═════ Document segment
Prometheus Metrics for Hatchet
This document provides an overview of the Prometheus metrics exposed by Hatchet, setup instructions for the metrics endpoint, and example PromQL queries to analyze them.
Setup
To enable and configure the Prometheus metrics endpoint in your Hatchet server, set the following environment variables (bound to Viper keys as shown):
-
SERVER_PROMETHEUS_ENABLED
(prometheus.enabled
)- Type: boolean
- Default:
false
- Description: Enables or disables the Prometheus metrics HTTP server.
-
SERVER_PROMETHEUS_ADDRESS
(prometheus.address
)- Type: string
- Default:
":9090"
- Description: The network address and port to bind the Prometheus metrics server to.
-
SERVER_PROMETHEUS_PATH
(prometheus.path
)- Type: string
- Default:
"/metrics"
- Description: The HTTP path at which metrics will be exposed.
Example environment setup:
export SERVER_PROMETHEUS_ENABLED=true
export SERVER_PROMETHEUS_ADDRESS=":9999"
export SERVER_PROMETHEUS_PATH="/custom-metrics"
Restart your Hatchet server after setting these variables to apply the changes.
══════════
**Job 1**
Answer these about the Hatchet Prometheus metrics page:
(a) What is the default value of SERVER_PROMETHEUS_ADDRESS?
(b) At what HTTP path are metrics exposed by default?
(c) What must be done after setting the environment variables for the changes to apply?
**Job 2**
Print the part of the Hatchet Prometheus metrics page from "Prometheus Metrics for" to "to analyze them.", word for word.
**Job 3**
What comes next in the Hatchet Prometheus metrics page? Write the continuation that follows its last sentence.
═════ Dataset rows
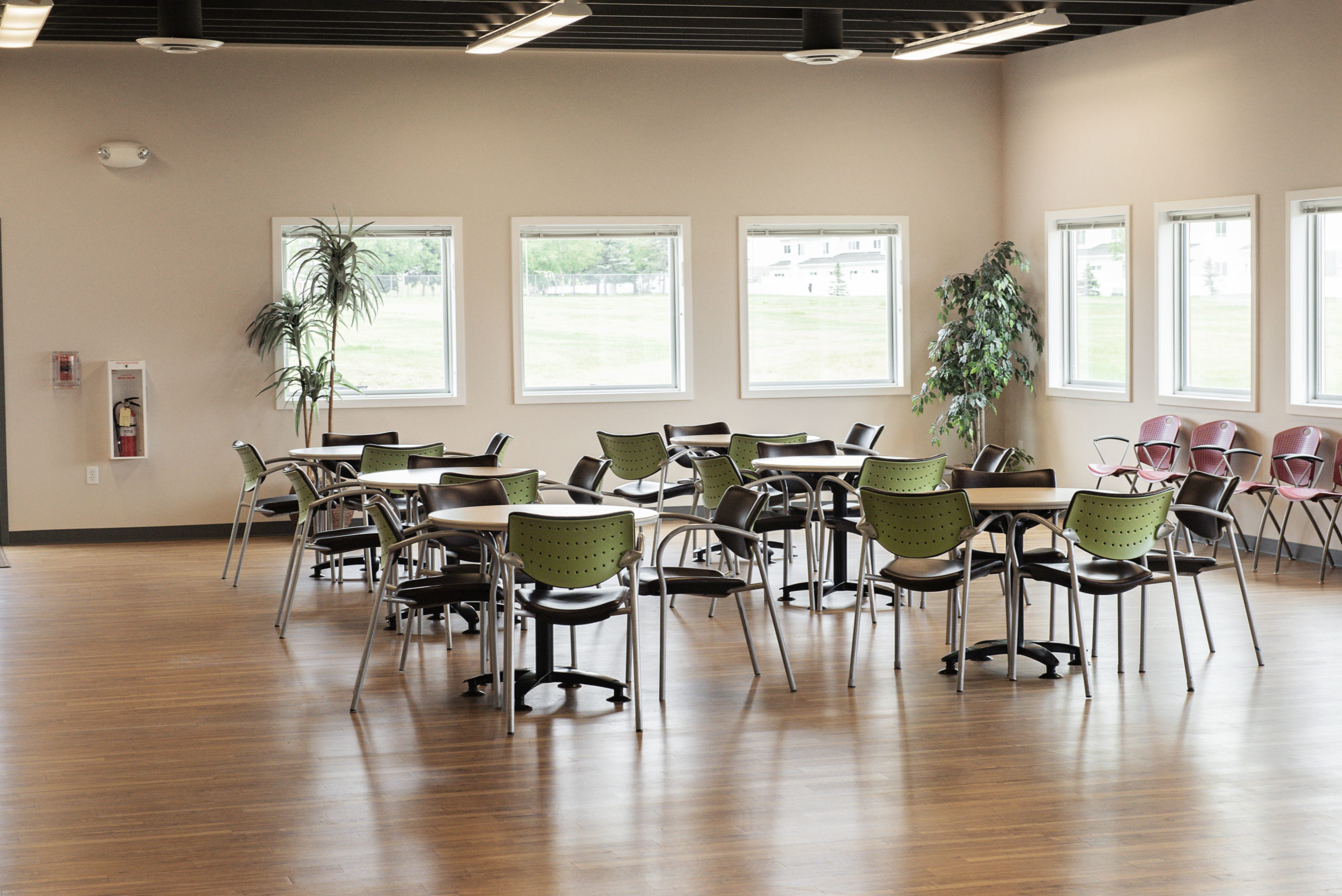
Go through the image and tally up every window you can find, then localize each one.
[1287,188,1342,416]
[273,217,464,406]
[513,219,691,403]
[1044,205,1131,401]
[1157,196,1256,409]
[741,217,908,397]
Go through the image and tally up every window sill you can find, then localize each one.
[275,394,466,411]
[1289,401,1342,417]
[513,389,694,405]
[1044,386,1133,401]
[741,384,911,398]
[1155,394,1258,413]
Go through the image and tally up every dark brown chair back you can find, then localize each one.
[843,423,886,449]
[408,455,499,469]
[1174,469,1240,542]
[568,456,611,504]
[975,444,1012,472]
[712,485,767,558]
[950,467,1057,488]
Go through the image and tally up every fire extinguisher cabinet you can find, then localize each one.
[107,361,149,460]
══════════
**Expected answer 1**
(a) ":9090"
(b) "/metrics"
(c) Restart the Hatchet server.

**Expected answer 2**
Prometheus Metrics for Hatchet
This document provides an overview of the Prometheus metrics exposed by Hatchet, setup instructions for the metrics endpoint, and example PromQL queries to analyze them.

**Expected answer 3**
Metrics
Metric Name | Type | Description |
---|---|---|
hatchet_queue_invocations_total | Counter | The total number of invocations of the queuer function |
hatchet_created_tasks_total | Counter | The total number of tasks created |
hatchet_retried_tasks_total | Counter | The total number of tasks retried |
hatchet_succeeded_tasks_total | Counter | The total number of tasks that succeeded |
hatchet_failed_tasks_total | Counter | The total number of tasks that failed (in a final state, not including retries) |
hatchet_skipped_tasks_total | Counter | The total number of tasks that were skipped |
hatchet_cancelled_tasks_total | Counter | The total number of tasks cancelled |
hatchet_assigned_tasks_total | Counter | The total number of tasks assigned to a worker |
hatchet_scheduling_timed_out_total | Counter | The total number of tasks that timed out while waiting to be scheduled |
hatchet_rate_limited_total | Counter | The total number of tasks that were rate limited |
hatchet_queued_to_assigned_total | Counter | The total number of unique tasks that were queued and later assigned to a worker |
hatchet_queued_to_assigned_seconds | Histogram | Buckets of time (in seconds) spent in the queue before being assigned to a worker |
Example PromQL Queries
1. Rate of calls to the queuer method
rate(hatchet_queue_invocations_total[5m])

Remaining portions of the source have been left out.